[Start GIVEN DATA]
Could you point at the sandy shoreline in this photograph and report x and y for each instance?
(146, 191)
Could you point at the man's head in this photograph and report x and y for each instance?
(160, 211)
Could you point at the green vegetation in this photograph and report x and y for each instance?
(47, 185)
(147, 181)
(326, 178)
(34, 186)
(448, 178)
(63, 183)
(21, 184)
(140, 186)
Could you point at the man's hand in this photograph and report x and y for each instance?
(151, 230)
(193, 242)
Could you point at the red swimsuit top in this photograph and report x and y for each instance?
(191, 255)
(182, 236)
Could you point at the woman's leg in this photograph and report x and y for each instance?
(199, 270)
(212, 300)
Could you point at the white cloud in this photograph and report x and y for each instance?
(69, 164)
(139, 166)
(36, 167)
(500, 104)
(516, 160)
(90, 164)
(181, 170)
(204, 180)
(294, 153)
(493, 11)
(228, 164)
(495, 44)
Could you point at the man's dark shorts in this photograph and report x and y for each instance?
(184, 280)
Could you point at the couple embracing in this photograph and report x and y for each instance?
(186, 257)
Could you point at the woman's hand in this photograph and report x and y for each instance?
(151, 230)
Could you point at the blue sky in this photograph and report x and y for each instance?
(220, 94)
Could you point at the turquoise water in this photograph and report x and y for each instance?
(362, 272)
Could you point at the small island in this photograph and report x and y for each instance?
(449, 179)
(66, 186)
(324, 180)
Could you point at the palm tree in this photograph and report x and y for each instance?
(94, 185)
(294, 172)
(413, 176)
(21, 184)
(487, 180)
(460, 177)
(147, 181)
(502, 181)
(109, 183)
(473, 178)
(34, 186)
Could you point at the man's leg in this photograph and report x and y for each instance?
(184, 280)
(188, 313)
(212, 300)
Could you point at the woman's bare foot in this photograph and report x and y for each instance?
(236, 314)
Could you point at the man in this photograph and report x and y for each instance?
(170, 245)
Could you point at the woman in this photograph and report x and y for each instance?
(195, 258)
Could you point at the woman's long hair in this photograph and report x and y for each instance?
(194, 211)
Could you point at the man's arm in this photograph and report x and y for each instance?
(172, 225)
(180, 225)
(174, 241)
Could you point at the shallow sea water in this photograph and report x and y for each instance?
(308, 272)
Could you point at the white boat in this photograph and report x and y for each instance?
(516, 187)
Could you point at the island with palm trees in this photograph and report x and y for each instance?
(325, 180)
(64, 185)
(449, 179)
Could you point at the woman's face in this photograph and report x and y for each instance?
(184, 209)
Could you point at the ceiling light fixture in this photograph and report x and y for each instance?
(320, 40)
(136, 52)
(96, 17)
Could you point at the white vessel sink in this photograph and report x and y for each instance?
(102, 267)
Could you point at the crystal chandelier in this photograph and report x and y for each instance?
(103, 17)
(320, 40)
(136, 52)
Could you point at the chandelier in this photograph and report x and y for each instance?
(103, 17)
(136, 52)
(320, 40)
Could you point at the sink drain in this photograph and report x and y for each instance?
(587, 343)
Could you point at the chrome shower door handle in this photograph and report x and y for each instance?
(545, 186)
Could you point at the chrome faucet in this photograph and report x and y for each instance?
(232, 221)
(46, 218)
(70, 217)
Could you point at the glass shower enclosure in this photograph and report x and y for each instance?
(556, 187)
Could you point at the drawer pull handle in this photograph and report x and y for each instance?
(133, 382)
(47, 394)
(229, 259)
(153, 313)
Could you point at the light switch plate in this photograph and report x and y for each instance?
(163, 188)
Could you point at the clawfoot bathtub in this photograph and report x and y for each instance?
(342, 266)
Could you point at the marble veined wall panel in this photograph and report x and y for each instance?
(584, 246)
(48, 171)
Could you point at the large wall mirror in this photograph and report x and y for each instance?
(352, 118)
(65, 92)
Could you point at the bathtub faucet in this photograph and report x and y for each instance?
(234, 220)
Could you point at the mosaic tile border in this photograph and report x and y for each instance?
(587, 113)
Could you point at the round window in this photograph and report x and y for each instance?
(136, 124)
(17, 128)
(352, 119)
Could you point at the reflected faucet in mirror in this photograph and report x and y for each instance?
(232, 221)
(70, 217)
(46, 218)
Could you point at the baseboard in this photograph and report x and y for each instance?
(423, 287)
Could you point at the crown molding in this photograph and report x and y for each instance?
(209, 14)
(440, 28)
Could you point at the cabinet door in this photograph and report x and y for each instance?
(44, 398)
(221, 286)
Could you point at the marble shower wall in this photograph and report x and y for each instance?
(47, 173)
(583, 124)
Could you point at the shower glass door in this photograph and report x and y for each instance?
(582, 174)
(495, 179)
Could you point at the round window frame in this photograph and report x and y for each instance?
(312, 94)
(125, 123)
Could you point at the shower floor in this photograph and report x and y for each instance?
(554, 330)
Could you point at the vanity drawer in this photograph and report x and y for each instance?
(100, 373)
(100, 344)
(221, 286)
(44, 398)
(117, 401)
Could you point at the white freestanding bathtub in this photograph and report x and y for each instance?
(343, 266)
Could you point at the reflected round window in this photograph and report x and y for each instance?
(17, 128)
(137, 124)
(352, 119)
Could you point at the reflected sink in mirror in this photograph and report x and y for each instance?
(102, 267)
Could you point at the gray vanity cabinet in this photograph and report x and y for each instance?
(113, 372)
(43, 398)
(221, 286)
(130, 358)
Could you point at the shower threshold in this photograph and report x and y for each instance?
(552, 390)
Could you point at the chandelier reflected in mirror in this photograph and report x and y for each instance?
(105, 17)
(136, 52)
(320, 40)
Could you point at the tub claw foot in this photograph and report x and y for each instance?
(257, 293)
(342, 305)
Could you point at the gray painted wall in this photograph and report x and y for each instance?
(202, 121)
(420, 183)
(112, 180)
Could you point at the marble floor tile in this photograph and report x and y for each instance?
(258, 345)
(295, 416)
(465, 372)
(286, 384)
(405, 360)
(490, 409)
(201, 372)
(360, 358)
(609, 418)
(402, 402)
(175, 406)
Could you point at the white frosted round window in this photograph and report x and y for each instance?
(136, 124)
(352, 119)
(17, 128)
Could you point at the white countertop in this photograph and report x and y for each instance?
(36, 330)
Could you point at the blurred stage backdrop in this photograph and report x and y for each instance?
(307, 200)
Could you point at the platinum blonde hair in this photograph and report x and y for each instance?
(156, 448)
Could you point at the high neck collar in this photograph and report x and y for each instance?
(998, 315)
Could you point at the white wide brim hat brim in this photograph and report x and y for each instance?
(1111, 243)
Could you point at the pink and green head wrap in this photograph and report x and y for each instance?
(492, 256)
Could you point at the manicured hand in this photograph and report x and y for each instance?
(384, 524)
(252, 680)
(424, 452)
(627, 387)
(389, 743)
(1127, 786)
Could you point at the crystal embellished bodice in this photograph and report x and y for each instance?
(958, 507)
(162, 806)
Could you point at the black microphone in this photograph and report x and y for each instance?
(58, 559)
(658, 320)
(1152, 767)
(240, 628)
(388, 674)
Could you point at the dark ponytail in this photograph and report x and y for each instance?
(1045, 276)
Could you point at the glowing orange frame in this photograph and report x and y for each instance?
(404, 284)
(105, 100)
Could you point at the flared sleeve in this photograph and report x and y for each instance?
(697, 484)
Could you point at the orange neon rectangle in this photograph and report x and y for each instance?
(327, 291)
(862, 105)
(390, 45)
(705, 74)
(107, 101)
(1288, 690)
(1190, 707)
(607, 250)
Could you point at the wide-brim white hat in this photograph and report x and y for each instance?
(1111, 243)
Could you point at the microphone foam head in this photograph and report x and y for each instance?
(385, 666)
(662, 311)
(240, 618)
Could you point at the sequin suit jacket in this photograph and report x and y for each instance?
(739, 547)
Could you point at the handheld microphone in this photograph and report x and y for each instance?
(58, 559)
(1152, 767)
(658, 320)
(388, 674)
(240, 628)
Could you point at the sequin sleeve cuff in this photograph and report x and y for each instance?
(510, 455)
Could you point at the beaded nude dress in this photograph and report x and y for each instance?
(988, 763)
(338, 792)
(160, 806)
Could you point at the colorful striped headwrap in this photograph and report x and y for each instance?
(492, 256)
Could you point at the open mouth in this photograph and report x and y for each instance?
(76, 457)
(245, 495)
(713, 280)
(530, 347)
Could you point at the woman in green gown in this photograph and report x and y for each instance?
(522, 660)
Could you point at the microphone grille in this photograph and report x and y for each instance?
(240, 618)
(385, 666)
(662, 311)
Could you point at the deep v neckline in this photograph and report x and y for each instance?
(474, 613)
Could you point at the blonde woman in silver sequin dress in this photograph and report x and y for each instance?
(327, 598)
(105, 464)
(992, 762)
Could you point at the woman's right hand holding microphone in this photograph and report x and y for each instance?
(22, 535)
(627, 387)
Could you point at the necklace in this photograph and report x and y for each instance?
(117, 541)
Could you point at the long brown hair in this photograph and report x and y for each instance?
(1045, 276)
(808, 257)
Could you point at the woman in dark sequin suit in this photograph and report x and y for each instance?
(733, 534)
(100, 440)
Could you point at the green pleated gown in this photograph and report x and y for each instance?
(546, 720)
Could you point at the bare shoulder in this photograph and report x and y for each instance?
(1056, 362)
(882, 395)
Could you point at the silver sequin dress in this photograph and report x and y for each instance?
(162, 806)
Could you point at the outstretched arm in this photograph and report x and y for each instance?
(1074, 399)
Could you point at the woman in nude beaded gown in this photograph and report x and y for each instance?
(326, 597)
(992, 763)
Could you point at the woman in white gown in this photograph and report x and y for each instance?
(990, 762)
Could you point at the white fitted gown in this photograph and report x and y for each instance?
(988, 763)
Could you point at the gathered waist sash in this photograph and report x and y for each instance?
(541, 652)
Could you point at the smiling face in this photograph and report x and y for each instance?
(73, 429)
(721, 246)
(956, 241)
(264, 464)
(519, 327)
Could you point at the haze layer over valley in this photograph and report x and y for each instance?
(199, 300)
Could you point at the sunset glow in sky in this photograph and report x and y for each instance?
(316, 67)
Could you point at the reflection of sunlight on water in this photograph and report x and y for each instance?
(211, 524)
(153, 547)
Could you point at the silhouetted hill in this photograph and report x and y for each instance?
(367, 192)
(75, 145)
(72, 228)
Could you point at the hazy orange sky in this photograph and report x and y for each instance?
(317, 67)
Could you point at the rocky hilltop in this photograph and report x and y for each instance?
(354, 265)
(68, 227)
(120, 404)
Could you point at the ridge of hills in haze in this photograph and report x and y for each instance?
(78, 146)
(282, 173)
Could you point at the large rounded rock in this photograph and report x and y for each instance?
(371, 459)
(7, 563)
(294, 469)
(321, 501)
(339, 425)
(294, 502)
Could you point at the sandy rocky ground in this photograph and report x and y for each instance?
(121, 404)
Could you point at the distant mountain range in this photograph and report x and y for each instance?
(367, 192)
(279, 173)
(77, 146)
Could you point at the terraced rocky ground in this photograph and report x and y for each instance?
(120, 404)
[End GIVEN DATA]
Could you scale the lines starting at the one containing "Could you point at the large rounded" and ending at the last line of the items? Multiply every x and y coordinate in the answers by 2.3, round each to a whole number with halves going up, and leave the item lines unchanged. Give only those lines.

Could you point at the large rounded rock in this photograph and report x and y for each instance?
(853, 1056)
(16, 1295)
(676, 1079)
(738, 1152)
(780, 978)
(676, 1155)
Could you point at the sandy rocky ground in this photograph and report x and y for each instance?
(278, 929)
Could you point at the distant mountain range in this photograph and report x and y for each instance?
(844, 442)
(642, 398)
(177, 336)
Could you point at the terraced rocky ground in this photograph and report x and y for each instance?
(276, 929)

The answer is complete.